#### PASSAGE PROVIDED ####
In Britain, the radicalization of the masses was reflected in the coming to power of the first majority Labour government in 1945. The working class, particularly the mass of soldiers returning from the war, were determined never again to return to the privation and misery of the inter-war years. In Liverpool, Labour won eight out of eleven parliamentary seats. In the Scotland division Davey Logan was one of the only three candidates in the whole of Britain who was actually unopposed.

However, in the 1950 general election, with the disappointment, the Tories recovered. They remained the dominant power in the parliamentary field in Liverpool until 1964 when Labour gained four seats, with a spectacular 8 percent swing. By 1955 Labour controlled the Liverpool council for the first time. The Liverpool labor movement at this stage was dominated, as with the Labour Party and the unions nationally, by the right wing. The upswing of capitalism had reinforced the hold of the reformists, both over the Labour Party and the trade unions. A feature of the 1950s was the rebuilding of the inner-city areas and the transference of some of their inhabitants to the overflow towns like Kirkby and Skelmersdale. This tended to break down sectarian divisions. This process was reinforced by the general prosperity, which benefited the great majority of working people. Protestant councilors were still returned to the council even as late as the early 1970s, but their prominent spokesperson, Longbottom, was a fading force and a pale echo of what he had been in the past.
#### DATA EXCERPT ####
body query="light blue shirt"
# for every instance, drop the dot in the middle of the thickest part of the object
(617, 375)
####
▶ **WORK INSTRUCTIONS**
Answer these from the passage on Liverpool politics:
1. How many of Liverpool's eleven parliamentary seats did Labour win in 1945?
2. By what year did Labour control the Liverpool council for the first time?
3. Which two overflow towns are named?

▶ **RESPONSE TO THIS EXERCISE**
1. Eight
2. 1955
3. Kirkby and Skelmersdale